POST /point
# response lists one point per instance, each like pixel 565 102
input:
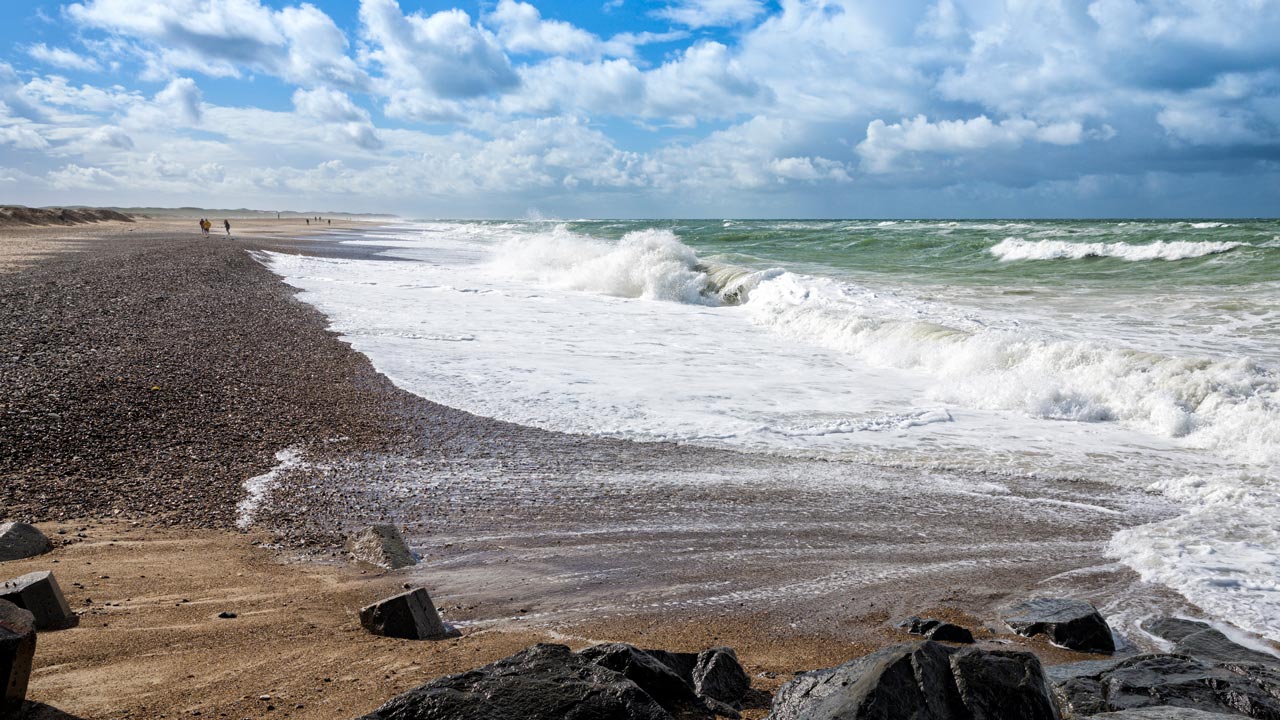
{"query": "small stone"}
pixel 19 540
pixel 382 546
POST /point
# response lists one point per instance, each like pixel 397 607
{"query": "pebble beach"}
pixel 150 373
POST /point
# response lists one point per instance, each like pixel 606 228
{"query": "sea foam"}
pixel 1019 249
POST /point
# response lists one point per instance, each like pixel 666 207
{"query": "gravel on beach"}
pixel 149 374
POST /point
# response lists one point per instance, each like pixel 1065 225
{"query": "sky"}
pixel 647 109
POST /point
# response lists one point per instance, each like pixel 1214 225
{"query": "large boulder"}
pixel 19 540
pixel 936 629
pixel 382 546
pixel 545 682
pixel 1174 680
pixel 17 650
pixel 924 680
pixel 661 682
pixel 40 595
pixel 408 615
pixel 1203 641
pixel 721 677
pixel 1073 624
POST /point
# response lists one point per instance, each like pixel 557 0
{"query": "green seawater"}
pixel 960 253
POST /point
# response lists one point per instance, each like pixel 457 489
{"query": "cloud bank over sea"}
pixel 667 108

WHAT YOU SHOULD DO:
Could the entries above be written out word for word, pictures excluded?

ANSWER SECTION:
POST /point
# response lists one point per instance, each like pixel 565 102
input:
{"query": "small stone"}
pixel 19 540
pixel 382 546
POST /point
# response lists one point per instance, each like pixel 397 607
{"query": "pebble beach"}
pixel 150 373
POST /point
# response lists one point per instance, each like pixel 606 228
{"query": "sea foam"}
pixel 1019 249
POST /point
# response lists one point per instance, each like pixel 666 207
{"query": "gravel on beach"}
pixel 149 374
POST /point
# response lists one point per instance, each like pixel 1065 225
{"query": "sky"}
pixel 647 109
POST /point
# response lists one point per instance, each like pixel 1214 225
{"query": "large boulder"}
pixel 19 540
pixel 936 629
pixel 382 546
pixel 545 682
pixel 1174 680
pixel 17 650
pixel 924 680
pixel 661 682
pixel 40 595
pixel 408 615
pixel 1203 641
pixel 721 677
pixel 1073 624
POST /point
# response lists one point per instance, each like pixel 557 0
{"query": "green seawater"}
pixel 960 253
POST /point
# response lists one point per instance, each like pixel 457 489
{"query": "cloud bank over sea"}
pixel 667 108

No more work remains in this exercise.